• **Work item**:
The answer is a stretch of the material below, returned exactly: the line containing "Phrase: street lamp", the line containing "TARGET: man's right hand", and all lines between.

════

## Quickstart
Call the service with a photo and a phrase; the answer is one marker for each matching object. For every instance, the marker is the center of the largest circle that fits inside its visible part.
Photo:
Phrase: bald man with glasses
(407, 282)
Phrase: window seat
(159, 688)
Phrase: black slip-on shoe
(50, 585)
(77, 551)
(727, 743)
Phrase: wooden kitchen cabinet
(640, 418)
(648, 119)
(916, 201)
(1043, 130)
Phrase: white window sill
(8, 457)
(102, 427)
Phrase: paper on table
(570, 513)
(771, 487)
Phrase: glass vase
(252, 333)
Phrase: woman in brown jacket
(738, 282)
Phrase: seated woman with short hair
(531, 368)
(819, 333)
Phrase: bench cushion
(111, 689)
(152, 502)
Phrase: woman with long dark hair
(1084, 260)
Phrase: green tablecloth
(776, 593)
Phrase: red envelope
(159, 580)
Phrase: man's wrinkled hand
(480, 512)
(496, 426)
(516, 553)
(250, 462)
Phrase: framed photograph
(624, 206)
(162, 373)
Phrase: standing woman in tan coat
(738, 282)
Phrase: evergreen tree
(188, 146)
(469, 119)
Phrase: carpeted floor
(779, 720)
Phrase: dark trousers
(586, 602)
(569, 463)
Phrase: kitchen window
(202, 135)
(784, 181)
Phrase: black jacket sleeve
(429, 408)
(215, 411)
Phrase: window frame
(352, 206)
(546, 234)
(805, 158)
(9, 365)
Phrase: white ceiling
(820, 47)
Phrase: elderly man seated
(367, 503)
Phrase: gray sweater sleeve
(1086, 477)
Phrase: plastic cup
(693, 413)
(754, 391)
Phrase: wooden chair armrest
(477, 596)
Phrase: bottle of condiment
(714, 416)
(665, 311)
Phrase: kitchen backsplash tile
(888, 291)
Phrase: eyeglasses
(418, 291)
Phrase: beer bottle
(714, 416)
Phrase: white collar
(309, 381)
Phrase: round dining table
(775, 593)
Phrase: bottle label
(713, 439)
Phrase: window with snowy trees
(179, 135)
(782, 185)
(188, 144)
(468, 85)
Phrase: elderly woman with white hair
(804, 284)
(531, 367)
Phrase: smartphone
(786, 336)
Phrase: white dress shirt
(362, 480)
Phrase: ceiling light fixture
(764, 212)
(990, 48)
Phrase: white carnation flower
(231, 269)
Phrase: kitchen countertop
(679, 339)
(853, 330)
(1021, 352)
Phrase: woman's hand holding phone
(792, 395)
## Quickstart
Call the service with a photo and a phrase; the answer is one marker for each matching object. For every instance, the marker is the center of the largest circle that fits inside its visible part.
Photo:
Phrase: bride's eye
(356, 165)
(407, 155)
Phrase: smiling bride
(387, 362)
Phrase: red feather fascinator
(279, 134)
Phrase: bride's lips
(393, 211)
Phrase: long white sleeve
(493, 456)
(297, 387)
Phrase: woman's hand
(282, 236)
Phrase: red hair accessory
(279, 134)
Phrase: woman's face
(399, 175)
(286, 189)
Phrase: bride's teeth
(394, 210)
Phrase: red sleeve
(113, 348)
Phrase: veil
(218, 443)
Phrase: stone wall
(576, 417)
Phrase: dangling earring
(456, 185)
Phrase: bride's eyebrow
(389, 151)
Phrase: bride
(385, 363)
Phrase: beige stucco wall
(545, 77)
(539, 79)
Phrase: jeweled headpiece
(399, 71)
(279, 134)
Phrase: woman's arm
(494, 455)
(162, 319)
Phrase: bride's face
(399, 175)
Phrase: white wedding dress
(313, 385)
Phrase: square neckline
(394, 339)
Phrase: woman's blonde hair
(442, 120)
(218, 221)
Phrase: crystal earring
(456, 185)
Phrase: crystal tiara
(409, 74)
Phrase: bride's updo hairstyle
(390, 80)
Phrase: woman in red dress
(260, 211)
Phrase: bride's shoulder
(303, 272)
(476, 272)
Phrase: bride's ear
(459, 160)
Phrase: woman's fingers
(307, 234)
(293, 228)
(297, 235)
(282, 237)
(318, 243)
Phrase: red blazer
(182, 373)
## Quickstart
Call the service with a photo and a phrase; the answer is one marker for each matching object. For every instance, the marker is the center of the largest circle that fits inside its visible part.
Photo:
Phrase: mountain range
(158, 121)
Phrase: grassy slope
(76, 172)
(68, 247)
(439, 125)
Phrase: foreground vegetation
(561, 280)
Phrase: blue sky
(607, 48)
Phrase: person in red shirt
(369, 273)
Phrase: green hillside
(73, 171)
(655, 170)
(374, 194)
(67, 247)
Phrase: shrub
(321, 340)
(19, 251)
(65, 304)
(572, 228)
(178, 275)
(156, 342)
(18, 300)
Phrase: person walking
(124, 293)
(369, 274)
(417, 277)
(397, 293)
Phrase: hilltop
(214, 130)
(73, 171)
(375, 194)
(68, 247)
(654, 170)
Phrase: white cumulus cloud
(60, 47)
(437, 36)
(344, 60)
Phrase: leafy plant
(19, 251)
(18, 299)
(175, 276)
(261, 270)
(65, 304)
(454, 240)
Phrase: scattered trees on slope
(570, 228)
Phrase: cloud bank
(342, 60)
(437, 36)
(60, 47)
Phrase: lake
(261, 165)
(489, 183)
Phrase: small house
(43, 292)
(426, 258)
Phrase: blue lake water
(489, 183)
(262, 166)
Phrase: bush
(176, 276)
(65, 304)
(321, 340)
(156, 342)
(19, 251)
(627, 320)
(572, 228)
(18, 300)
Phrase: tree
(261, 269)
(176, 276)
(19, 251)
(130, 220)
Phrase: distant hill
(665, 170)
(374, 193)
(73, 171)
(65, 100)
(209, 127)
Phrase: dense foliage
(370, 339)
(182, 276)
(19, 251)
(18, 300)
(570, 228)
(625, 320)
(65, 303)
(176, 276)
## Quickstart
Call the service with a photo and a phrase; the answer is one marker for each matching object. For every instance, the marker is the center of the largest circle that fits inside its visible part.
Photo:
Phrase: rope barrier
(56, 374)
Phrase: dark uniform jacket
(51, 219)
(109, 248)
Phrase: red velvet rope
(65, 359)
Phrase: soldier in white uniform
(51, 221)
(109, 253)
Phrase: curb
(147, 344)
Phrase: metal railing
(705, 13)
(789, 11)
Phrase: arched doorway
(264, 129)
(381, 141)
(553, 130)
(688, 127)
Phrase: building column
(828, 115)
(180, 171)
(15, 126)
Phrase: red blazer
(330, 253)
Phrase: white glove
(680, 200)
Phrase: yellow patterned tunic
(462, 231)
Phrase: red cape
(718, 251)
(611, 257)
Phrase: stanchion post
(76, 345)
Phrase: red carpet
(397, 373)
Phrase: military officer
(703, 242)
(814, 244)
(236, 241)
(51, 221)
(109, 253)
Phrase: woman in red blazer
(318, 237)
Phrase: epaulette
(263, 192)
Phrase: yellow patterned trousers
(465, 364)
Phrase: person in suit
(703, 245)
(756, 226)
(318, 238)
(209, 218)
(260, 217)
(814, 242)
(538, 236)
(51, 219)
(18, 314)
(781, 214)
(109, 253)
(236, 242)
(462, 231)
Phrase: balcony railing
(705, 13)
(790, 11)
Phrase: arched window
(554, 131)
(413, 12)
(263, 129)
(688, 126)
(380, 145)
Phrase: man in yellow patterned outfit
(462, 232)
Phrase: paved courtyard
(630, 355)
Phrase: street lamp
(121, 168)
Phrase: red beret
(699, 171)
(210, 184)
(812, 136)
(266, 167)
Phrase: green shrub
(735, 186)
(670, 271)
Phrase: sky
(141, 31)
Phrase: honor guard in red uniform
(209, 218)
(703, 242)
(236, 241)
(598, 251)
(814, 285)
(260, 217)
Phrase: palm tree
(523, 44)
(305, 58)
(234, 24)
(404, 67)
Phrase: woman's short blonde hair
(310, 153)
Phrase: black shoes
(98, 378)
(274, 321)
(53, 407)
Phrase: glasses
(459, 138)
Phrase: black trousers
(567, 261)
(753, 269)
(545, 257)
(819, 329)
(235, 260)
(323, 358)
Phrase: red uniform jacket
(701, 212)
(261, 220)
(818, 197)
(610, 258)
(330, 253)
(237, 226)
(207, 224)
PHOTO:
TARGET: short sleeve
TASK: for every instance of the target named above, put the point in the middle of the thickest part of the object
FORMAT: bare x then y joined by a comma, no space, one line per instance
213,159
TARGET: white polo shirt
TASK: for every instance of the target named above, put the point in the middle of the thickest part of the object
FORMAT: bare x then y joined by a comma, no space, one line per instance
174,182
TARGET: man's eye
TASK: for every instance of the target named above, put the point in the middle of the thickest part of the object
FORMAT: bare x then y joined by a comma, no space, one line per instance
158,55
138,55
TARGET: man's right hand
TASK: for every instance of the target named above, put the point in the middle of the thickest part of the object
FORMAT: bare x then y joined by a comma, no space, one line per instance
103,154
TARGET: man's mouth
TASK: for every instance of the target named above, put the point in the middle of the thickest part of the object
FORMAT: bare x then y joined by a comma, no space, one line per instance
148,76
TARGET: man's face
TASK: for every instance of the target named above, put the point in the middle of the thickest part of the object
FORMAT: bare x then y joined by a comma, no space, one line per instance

════

• **Response**:
Phrase: street lamp
(121, 168)
Phrase: red beret
(699, 171)
(210, 184)
(812, 136)
(266, 167)
Phrase: green shrub
(735, 186)
(670, 271)
Phrase: sky
(141, 31)
Phrase: honor guard in red uniform
(209, 218)
(703, 242)
(236, 241)
(598, 251)
(814, 285)
(260, 217)
Phrase: palm tree
(523, 44)
(305, 58)
(234, 24)
(404, 67)
Phrase: woman's short blonde hair
(310, 153)
Phrase: black shoes
(98, 378)
(274, 321)
(53, 407)
Phrase: glasses
(459, 138)
Phrase: black trousers
(567, 261)
(753, 269)
(545, 257)
(819, 329)
(235, 260)
(323, 358)
Phrase: red uniform jacket
(701, 212)
(261, 220)
(818, 197)
(610, 258)
(330, 253)
(237, 226)
(207, 224)
PHOTO:
TARGET: short sleeve
TASK: for every instance of the target named above, put the point in the middle of the thickest part of the object
FORMAT: bare x then y joined by a comma, no space, one line per instance
213,159
TARGET: white polo shirt
TASK: for every instance of the target named above, put the point in the middle of the thickest part of the object
FORMAT: bare x then y joined by a comma, no space, one line per instance
174,182
TARGET: man's eye
TASK: for every instance of the target named above, put the point in the middle of the thickest part of the object
FORMAT: bare x then y joined by a comma, no space, one line per instance
158,55
138,55
TARGET: man's right hand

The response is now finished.